Goal> Pull out every line from the rows below that contains the string "dark".

Extracted entries>
^^^^^^^^

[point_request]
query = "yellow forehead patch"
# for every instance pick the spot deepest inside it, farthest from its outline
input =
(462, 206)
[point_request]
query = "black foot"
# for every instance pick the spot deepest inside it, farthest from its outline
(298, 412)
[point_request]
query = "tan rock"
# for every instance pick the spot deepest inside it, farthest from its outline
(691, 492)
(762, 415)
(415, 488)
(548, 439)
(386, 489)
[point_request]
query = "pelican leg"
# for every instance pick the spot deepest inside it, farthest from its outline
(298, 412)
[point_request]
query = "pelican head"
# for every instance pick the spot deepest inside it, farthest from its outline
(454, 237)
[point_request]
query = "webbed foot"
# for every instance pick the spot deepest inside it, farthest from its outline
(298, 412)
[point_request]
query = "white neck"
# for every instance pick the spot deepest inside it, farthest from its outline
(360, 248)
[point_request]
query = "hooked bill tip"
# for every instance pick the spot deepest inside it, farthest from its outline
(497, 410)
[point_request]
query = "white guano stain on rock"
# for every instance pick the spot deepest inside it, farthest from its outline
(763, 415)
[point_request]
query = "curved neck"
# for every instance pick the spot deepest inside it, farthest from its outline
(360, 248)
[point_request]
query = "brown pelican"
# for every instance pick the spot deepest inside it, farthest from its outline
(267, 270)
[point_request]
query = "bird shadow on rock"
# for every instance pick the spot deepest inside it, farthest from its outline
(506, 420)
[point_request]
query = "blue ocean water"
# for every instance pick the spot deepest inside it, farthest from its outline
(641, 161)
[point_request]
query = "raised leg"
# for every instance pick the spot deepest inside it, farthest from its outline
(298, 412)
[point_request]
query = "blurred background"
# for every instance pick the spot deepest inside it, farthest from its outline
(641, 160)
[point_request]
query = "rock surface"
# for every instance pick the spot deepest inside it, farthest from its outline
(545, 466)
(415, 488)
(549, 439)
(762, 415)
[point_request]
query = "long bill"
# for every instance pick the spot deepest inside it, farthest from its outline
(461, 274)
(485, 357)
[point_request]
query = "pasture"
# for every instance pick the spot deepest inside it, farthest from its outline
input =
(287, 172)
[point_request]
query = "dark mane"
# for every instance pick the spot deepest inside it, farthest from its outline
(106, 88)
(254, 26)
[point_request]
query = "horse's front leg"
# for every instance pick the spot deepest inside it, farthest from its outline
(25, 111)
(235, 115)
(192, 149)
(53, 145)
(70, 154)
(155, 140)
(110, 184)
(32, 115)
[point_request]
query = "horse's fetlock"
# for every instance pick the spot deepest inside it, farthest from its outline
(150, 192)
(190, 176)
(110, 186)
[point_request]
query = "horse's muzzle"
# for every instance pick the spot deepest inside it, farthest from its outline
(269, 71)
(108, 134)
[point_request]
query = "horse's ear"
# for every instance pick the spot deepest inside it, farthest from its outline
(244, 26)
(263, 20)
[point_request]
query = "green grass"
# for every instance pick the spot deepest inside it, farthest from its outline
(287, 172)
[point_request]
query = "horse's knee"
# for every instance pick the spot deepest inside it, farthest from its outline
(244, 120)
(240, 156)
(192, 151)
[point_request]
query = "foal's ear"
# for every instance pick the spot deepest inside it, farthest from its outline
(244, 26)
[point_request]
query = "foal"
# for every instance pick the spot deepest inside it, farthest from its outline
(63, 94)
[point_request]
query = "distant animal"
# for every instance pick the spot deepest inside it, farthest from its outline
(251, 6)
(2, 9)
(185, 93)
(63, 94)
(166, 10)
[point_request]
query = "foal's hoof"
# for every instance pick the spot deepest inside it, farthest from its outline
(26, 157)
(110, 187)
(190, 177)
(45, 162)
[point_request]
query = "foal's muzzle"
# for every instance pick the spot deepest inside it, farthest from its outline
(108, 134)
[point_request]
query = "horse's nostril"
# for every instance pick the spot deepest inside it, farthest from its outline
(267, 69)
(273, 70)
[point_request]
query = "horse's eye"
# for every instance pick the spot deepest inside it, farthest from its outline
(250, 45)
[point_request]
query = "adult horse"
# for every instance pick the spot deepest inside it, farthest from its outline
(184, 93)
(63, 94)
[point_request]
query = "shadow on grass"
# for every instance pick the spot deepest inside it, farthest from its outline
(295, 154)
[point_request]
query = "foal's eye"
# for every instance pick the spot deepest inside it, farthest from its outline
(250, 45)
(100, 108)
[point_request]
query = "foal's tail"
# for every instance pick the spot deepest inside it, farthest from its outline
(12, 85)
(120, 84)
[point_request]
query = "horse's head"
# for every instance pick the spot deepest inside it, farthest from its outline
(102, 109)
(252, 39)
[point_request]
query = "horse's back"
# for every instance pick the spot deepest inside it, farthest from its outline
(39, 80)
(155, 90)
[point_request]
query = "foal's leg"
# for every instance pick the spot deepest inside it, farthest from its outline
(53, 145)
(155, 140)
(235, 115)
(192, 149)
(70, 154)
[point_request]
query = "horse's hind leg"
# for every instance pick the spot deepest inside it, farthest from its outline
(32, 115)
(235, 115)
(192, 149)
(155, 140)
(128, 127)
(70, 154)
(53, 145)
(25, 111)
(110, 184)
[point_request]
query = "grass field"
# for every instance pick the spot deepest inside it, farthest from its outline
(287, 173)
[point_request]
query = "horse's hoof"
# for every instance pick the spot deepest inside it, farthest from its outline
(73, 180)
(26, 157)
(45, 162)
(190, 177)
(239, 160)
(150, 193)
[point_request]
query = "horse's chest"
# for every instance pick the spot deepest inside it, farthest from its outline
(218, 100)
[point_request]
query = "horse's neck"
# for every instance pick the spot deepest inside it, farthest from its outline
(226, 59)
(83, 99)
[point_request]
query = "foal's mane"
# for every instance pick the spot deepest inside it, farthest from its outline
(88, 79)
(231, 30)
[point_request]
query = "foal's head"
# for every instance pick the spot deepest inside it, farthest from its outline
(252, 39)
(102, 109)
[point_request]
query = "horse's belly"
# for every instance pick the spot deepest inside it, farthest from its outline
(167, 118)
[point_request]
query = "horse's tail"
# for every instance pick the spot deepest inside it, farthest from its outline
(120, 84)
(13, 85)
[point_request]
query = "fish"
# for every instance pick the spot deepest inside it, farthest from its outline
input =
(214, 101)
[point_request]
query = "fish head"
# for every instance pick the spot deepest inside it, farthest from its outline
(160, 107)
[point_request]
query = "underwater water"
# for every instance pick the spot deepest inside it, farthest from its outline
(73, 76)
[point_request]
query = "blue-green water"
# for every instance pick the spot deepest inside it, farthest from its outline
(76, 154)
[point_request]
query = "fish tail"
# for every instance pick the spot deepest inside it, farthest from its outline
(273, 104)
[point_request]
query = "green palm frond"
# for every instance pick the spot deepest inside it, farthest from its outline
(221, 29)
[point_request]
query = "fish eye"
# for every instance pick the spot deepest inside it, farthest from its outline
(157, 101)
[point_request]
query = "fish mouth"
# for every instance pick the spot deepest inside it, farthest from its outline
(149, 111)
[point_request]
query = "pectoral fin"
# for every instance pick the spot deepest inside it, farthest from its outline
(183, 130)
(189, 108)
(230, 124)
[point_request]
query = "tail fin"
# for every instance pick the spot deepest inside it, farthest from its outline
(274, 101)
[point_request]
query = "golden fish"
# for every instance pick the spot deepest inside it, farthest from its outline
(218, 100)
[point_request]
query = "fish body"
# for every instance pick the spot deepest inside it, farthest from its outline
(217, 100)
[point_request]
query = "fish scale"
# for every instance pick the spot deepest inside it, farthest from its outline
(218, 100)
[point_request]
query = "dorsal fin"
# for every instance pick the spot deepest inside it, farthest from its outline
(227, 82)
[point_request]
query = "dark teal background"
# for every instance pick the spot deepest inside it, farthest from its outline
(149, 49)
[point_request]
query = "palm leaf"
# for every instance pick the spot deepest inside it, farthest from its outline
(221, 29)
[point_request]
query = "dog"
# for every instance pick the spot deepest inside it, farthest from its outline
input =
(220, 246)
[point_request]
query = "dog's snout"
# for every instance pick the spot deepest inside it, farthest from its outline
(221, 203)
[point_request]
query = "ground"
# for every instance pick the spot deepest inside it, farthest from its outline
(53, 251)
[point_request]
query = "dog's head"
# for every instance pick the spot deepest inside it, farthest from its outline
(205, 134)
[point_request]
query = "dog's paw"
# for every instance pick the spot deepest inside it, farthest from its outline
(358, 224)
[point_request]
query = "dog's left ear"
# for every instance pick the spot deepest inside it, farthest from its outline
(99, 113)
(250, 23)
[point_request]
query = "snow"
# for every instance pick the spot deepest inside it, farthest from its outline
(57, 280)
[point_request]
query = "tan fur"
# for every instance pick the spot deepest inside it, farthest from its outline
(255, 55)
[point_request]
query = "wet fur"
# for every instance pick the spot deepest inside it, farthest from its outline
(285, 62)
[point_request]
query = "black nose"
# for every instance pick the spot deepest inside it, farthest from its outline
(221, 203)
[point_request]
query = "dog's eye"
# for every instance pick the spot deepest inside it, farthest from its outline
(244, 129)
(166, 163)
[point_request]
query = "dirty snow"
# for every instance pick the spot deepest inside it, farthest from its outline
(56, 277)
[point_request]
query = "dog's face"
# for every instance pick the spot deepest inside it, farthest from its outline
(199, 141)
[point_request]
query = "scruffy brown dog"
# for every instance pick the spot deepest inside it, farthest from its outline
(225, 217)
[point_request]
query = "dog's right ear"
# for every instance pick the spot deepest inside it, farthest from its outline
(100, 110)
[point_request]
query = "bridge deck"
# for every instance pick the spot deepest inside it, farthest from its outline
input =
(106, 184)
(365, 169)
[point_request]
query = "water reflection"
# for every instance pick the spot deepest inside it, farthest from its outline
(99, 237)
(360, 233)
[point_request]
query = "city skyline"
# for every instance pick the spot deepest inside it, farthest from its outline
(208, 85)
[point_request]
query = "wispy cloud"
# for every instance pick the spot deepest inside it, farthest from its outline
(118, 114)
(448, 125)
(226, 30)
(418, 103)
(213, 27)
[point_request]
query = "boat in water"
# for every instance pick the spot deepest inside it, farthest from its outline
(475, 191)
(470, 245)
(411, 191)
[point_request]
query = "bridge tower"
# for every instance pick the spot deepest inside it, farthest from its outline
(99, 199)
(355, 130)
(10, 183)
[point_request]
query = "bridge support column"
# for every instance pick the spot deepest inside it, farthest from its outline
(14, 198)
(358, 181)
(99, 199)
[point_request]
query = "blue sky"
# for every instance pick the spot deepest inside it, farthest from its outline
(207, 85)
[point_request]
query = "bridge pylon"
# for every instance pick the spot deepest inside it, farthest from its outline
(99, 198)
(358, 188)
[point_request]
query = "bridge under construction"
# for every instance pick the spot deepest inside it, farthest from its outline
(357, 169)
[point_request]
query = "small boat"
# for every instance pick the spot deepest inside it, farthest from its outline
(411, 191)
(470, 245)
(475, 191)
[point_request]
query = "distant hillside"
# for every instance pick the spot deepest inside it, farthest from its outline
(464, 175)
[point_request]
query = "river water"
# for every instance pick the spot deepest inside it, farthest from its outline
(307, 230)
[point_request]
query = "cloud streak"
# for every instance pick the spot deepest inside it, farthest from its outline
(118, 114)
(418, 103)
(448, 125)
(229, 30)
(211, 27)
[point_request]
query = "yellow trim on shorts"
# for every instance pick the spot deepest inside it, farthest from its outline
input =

^^^^^^^^

Response to the task>
query = "dark mane"
query = "dark teal background"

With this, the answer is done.